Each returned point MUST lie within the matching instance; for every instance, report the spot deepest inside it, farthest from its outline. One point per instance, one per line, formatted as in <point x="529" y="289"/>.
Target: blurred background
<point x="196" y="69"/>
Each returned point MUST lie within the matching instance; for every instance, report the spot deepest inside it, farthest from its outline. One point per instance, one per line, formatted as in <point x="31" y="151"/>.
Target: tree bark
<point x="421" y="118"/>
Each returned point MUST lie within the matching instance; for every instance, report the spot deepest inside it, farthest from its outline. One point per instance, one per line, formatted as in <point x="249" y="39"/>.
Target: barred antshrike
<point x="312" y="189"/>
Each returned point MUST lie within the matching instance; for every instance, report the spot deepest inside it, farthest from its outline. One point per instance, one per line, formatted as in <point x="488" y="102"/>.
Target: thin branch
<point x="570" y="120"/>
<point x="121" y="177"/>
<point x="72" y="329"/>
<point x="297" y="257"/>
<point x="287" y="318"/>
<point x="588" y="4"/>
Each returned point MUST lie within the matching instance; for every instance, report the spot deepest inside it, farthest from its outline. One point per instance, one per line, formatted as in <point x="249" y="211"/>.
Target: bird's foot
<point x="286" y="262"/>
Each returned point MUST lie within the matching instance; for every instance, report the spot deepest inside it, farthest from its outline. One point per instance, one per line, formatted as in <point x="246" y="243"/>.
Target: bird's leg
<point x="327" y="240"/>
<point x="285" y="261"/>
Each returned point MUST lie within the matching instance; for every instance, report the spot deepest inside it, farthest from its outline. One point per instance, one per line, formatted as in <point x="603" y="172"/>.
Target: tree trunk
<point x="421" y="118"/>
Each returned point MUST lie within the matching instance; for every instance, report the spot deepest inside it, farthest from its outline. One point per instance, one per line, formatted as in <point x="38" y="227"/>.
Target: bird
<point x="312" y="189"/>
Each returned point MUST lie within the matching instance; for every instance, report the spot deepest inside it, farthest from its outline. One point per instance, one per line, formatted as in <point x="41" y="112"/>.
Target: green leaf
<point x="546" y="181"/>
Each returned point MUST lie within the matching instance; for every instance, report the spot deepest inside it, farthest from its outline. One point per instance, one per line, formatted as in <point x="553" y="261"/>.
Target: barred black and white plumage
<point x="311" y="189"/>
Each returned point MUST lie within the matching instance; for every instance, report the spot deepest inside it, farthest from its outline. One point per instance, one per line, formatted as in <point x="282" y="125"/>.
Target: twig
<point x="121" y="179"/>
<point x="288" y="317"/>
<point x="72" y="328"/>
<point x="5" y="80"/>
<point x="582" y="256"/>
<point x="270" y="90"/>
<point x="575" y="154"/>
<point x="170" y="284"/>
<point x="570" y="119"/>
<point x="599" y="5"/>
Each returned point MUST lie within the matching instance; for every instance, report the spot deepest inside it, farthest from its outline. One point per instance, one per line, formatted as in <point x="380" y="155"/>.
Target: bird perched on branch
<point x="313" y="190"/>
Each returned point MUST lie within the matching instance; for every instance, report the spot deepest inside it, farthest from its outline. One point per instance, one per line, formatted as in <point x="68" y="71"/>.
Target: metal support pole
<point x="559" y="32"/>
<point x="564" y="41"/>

TASK DESCRIPTION -
Your answer must be an exact copy of every record.

TASK SOLUTION -
Each returned point MUST lie within the matching instance; for every instance, report the spot deepest inside it, farthest from its outline. One point per instance, one per line, formatted as in <point x="529" y="289"/>.
Target: blurred background
<point x="196" y="69"/>
Each returned point MUST lie within the matching instance; for every instance, report the spot deepest inside it, farthest from its outline. One point per instance, one per line, formatted as in <point x="31" y="151"/>.
Target: tree bark
<point x="421" y="118"/>
Each returned point MUST lie within the matching instance; for every instance, report the spot deepest inside it, farthest from its outline. One point per instance, one per line, formatted as in <point x="249" y="39"/>.
Target: barred antshrike
<point x="312" y="189"/>
Each returned point MUST lie within the matching instance; for every instance, report the spot deepest inside it, farthest from its outline. One point per instance, one per line, formatted as in <point x="488" y="102"/>.
Target: thin branch
<point x="570" y="120"/>
<point x="121" y="177"/>
<point x="72" y="329"/>
<point x="297" y="257"/>
<point x="287" y="318"/>
<point x="588" y="4"/>
Each returned point MUST lie within the matching instance; for every instance, report the spot deepest inside it, farthest from its outline. One point per instance, one per line, formatted as in <point x="249" y="211"/>.
Target: bird's foot
<point x="286" y="262"/>
Each returned point MUST lie within the matching instance; for every instance, report the spot deepest inside it, farthest from its outline. One point per instance, one per line, formatted as in <point x="246" y="243"/>.
Target: bird's leg
<point x="327" y="240"/>
<point x="285" y="261"/>
Each returned point MUST lie within the matching instance; for every instance, report the spot deepest inside it, farthest from its outline. One point per instance, one per line, formatted as in <point x="603" y="172"/>.
Target: tree trunk
<point x="421" y="118"/>
Each returned point MUST lie within the matching instance; for every instance, report the spot deepest inside it, farthest from its outline. One point per instance, one per line, formatted as in <point x="38" y="227"/>.
Target: bird
<point x="312" y="189"/>
Each returned point MUST lie within the matching instance; for every instance, report the spot deepest inside it, farthest from its outline. One point per instance, one per line, formatted as in <point x="41" y="112"/>.
Target: green leaf
<point x="546" y="181"/>
Each returned point MUST lie within the matching instance; for every instance, report the spot deepest inside it, farthest from its outline. One point per instance, one per line, formatted as in <point x="553" y="261"/>.
Target: barred black and white plumage
<point x="311" y="189"/>
Each returned point MUST lie within the matching instance; for every instance, report the spot deepest inside it, farthest from its outline. One point per instance, one per line, formatted as in <point x="282" y="125"/>.
Target: twig
<point x="121" y="179"/>
<point x="288" y="317"/>
<point x="72" y="328"/>
<point x="5" y="80"/>
<point x="582" y="256"/>
<point x="270" y="90"/>
<point x="575" y="154"/>
<point x="170" y="284"/>
<point x="570" y="119"/>
<point x="599" y="5"/>
Each returned point MUST lie within the matching instance; for every instance, report the spot deepest inside it, farthest from its outline. One point per instance, one per line, formatted as in <point x="380" y="155"/>.
Target: bird perched on branch
<point x="313" y="190"/>
Each returned point MUST lie within the matching instance; for every instance, report the spot deepest inside it, farthest from its outline. One point per instance, one per line, formatted as in <point x="68" y="71"/>.
Target: metal support pole
<point x="559" y="32"/>
<point x="564" y="41"/>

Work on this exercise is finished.